:: Records supplied ::
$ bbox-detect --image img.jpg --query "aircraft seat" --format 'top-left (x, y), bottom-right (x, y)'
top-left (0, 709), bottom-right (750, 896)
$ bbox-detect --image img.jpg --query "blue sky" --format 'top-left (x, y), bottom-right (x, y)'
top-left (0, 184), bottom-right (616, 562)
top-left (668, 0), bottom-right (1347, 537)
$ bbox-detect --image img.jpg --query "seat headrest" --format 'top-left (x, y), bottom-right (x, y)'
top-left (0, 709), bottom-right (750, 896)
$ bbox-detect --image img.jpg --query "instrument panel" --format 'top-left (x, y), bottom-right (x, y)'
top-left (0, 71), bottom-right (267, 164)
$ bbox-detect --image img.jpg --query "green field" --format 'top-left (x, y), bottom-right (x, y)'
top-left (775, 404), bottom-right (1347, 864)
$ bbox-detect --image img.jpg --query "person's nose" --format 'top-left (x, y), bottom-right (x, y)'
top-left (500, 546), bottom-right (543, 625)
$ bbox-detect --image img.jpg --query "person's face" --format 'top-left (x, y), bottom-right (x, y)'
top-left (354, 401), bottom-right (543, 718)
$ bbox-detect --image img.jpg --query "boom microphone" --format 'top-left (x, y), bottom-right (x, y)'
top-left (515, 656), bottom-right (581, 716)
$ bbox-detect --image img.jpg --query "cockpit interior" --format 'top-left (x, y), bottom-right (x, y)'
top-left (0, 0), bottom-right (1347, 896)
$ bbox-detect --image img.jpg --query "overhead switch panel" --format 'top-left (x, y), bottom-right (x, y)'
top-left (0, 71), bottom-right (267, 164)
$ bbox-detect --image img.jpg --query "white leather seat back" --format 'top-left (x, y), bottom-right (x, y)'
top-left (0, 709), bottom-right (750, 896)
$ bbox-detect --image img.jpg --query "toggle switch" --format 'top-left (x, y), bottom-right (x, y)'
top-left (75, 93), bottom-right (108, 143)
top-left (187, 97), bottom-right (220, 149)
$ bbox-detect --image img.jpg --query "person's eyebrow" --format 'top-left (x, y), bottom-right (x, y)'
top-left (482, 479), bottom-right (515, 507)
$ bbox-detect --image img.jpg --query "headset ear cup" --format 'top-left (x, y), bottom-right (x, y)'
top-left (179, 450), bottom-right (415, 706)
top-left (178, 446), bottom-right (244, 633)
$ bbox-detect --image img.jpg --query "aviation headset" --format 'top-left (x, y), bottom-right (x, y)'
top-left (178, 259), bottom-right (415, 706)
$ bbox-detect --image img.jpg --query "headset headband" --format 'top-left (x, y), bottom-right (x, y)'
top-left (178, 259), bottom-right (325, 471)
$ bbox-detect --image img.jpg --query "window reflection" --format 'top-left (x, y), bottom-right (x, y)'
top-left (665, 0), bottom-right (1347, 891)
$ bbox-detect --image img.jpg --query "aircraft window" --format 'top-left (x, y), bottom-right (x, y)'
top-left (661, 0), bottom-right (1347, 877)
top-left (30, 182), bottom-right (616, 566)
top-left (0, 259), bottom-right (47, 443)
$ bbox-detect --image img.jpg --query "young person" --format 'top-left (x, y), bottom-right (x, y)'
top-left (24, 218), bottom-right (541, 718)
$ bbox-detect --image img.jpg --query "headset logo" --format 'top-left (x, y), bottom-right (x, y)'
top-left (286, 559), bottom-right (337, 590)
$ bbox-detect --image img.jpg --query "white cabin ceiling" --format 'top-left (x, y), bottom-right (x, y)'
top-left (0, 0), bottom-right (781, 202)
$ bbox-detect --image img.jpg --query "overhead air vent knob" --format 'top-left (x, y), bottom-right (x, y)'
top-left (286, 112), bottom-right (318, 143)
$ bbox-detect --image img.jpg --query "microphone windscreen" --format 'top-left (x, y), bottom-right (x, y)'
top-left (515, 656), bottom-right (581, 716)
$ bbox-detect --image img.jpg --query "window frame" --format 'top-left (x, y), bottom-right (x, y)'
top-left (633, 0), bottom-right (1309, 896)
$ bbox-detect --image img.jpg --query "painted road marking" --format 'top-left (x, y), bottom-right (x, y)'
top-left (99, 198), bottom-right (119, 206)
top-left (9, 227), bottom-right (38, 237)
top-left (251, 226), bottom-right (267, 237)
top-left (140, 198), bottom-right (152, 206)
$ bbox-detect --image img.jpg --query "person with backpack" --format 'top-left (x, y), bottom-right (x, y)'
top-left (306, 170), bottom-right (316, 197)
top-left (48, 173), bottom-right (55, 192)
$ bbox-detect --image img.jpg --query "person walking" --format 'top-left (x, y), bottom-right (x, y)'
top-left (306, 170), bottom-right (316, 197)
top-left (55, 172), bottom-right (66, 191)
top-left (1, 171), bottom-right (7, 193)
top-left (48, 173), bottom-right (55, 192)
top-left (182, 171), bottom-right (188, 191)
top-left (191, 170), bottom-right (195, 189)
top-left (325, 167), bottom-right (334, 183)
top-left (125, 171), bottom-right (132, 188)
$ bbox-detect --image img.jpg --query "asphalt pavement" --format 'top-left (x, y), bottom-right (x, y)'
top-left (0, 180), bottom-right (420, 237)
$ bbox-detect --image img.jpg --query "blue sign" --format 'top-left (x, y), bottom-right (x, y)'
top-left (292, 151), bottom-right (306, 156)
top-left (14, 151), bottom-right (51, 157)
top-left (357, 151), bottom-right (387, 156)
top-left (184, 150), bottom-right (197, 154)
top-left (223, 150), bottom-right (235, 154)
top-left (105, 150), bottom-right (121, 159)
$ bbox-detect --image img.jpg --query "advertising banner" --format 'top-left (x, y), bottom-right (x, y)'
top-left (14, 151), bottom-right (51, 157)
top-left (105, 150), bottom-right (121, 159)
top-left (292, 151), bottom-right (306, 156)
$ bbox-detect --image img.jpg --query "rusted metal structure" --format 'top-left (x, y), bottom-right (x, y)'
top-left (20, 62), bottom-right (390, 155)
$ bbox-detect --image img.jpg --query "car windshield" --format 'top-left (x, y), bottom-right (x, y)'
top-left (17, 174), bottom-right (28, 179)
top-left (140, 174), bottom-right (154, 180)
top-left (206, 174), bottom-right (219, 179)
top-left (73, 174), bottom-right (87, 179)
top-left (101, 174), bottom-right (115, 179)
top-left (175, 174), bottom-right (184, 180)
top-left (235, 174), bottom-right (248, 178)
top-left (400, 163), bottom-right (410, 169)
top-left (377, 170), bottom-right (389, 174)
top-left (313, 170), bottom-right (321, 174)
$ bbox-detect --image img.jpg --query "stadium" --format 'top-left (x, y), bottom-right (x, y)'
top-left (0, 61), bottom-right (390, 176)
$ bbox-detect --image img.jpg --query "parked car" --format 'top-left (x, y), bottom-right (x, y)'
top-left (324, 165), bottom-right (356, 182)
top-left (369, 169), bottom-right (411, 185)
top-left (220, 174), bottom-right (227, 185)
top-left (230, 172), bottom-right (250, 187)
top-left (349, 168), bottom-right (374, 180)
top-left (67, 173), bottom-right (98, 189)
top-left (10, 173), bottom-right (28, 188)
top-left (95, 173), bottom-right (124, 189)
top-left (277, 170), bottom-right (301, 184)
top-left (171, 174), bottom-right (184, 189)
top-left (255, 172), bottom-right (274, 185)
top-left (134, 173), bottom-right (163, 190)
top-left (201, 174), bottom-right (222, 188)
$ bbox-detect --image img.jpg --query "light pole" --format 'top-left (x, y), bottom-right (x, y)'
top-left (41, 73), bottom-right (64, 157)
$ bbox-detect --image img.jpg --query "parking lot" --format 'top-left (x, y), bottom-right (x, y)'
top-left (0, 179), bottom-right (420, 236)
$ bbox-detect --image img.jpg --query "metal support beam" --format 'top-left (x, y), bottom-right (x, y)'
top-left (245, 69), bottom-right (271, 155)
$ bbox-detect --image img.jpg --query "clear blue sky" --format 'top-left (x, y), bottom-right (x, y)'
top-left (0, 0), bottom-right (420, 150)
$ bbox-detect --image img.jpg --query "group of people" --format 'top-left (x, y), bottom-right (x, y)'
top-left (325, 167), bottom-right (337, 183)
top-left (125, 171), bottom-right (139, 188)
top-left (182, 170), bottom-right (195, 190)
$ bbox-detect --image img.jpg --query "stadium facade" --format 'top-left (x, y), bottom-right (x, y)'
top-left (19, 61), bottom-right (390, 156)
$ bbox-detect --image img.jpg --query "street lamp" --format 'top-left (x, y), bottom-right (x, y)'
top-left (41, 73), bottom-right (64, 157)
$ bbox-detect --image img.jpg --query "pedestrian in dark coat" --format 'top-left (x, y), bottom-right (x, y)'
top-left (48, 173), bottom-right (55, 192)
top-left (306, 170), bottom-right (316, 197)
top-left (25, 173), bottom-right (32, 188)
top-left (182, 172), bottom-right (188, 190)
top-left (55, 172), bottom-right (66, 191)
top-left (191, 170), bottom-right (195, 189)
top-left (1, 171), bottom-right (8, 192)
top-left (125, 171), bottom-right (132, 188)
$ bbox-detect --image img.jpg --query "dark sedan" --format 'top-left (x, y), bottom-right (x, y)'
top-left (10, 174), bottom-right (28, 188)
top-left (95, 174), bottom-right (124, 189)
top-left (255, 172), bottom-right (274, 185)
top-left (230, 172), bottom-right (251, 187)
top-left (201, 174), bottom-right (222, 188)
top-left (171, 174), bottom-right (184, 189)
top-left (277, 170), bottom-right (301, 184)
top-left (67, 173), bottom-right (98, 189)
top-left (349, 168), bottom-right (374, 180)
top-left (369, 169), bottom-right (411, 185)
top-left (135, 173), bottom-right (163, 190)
:::
▶ [The request]
Please rewrite the stretch of data above, from its start through the line containing "top-left (500, 546), bottom-right (543, 625)" (both ends included), as a Markdown table with the columns n and Line. Give each line a row number and skip any blank lines.

▶ [Response to the task]
| n | Line |
|---|---|
| 1 | $ bbox-detect --image img.jpg --query "aircraft seat" --format 'top-left (x, y), bottom-right (x, y)' |
| 2 | top-left (0, 709), bottom-right (750, 896) |
| 3 | $ bbox-detect --image img.jpg --query "blue sky" --format 'top-left (x, y), bottom-right (x, y)' |
| 4 | top-left (0, 184), bottom-right (616, 562) |
| 5 | top-left (668, 0), bottom-right (1347, 537) |
| 6 | $ bbox-detect --image img.jpg --query "seat headrest" --format 'top-left (x, y), bottom-right (x, y)' |
| 7 | top-left (0, 709), bottom-right (750, 896) |
| 8 | $ bbox-detect --image img.jpg --query "instrument panel" --format 'top-left (x, y), bottom-right (x, y)' |
| 9 | top-left (0, 71), bottom-right (267, 164) |
| 10 | $ bbox-detect --image img.jpg --query "green field" --format 'top-left (x, y), bottom-right (x, y)' |
| 11 | top-left (775, 404), bottom-right (1347, 864) |
| 12 | $ bbox-detect --image img.jpg --query "person's nose" --format 'top-left (x, y), bottom-right (x, y)' |
| 13 | top-left (500, 546), bottom-right (543, 625) |